А если все-таки прояснить ситуацию вокруг той детской слезинки, которая смешалась с водами Драу в первый летний день 1945 года — через три недели после конца войны?

Первый вопрос: почему в австрийской западне оказалась такая (после 1812 и 1914) невидаль, как «Казачий Стан»? Ну, понятно, сами казаки, решившие уйти с немцами в 1942 году (или, пусть так: дождавшиеся их в 1941), спасались от Красной Армии. Но зачем было брать с собой жен и детей? Значит, были уверены, что большевики вырежут беззащитных до последнего младенца? Откуда такая уверенность? Не оттого ли, что сами эти казаки, участвуя в карательных акциях и «очищая» партизанские местности, делали именно это? Герр Гиммлер «разрешил»? Или сами полагали, что детей лучше не оставлять?

Вторая проблемная точка: англичане. Предали или не предали они казаков? По-человечески — да, предали. Если не выходить за пределы ситуации. А если всю ситуацию взять в расчет? Англичанам это казачье войско было с конца войны — как головная боль. С литовскими партизанами дралось, от немцев вроде бы отвернулось (то есть немцев предало), куда повернет, не угадаешь. Никаких гарантий англичане казакам не давали, а вот Сталину Черчилль обещал: всех интернированных гитлеровских вояк вернуть в страны принадлежности. А их хватало, кроме казаков Лиенца: и татары там, и калмыки, и чеченцы, и украинцы. «Интернационал» — не только с нашей стороны, но и у Гитлера (как и у Наполеона), только если Наполеон, одолей он Россию, пожалуй, вернул бы полякам Польшу, — Гитлер же никакого «Казачьего стана» у себя не потерпел бы. Так что окаянный «сталинизм» был все-таки меньшим злом. если бы казаки могли взвешивать.

Ничего они взвешивать не могли. Ничего хорошего не ожидало их у наших особистов. Фильтрационный лагерь. Атаманам — петля. Верхушка атаманская: Краснов, Шкуро, Доманов, Панвиц — пощады и не просили. Отчаянные мужики, крепились, как могли. Шкуро под хохот конвойных солдат напоминал дознавателям, как он лупил их (то есть красных) в Гражданскую: «пух и перья летели»! Краснов слушал этот балаган с отвращением; он-то втайне надеялся, что его помилуют — как-никак известный писатель, чьи произведения переведены на столько-то языков.

Наш гебешник Меркулов все эти красновские заслуги видел в гробу:

— На свободу не надейтесь, вы же не ребенок! Если не будете упираться, подпишете кое-что, отбудете парочку лет в ИТЛ, там привыкнете к нашему образу жизни. найдете его прекрасные стороны. Жить будете!

Протоколы этих допросов теперь опубликованы. Краснов отвечал:

— Кончайте сразу. Пулю в затылок и.

--------------------------------

→ Что нужно сделать
a – Проверьте по тексту о казаках в Лиенце три утверждения: (i) Черчилль обещал Сталину вернуть интернированных гитлеровских вояк в страны принадлежности; (ii) англичане давали казакам гарантии; (iii) Краснов втайне надеялся на помилование. Для каждого ответьте «да» или «нет» и приведите решающие слова текста дословной цитатой.
b – Выпишите всех, кого текст о казаках в Лиенце относит к атаманской верхушке.
c – Продолжите текст о казаках в Лиенце, начав сразу после его последней фразы.

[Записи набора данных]
--------------------------------

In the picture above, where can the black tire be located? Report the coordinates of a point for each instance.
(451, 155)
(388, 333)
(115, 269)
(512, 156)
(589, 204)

--------------------------------

→ Ответы по заданиям
a –
(i) Да: «а вот Сталину Черчилль обещал: всех интернированных гитлеровских вояк вернуть в страны принадлежности».
(ii) Нет: «Никаких гарантий англичане казакам не давали».
(iii) Да: «он-то втайне надеялся, что его помилуют».

b – Краснов, Шкуро, Доманов, Панвиц.

c –
— Э-э, нет, господин Краснов. В ящик сыграть всегда успеете. Навоза для удобрения у нас хватает. А вот потрудитесь сначала на благо родины. На лесоповале, в шахте по пояс в воде. Станете тонкий, звонкий и прозрачный, ушки топориком.

Меркулову тоже недолго веселиться: через несколько лет его расстреляют по бериевскому делу. Где его могила — неизвестно.

Могила же Краснова, а также Шкуро, Доманова, Панвица — символически обозначена теперь мемориальной доской у Храма Всех Святых в Москве, возле станции метро «Сокол». Можно пойти и уронить слезу.

Что тут скажешь. В конце концов всякий убиенный, будь он красный, белый или зеленый, имеет право на память тех, кто найдет в себе силы для такой памяти. Но соображайте же, где ставить доску и кому какую теплить свечу! Не делайте из Доманова предателя — в отличие от Власова, он им не был. Он Советской власти не присягал, он с ней дрался, он к ней в плен попал в 1920-м, а потом вкалывал на Соловках, «тонкий, звонкий и прозрачный». Враг как враг. Полный Георгиевский кавалер времен Первой мировой войны — в разгар Второй вернулся на юг и с полной отдачей сил командовал сотней казаков при немецкой комендатуре, после чего и двинул вместе с ними, с казаками и немцами, в отступ: в Италию, а там и в Лиенц австрийский.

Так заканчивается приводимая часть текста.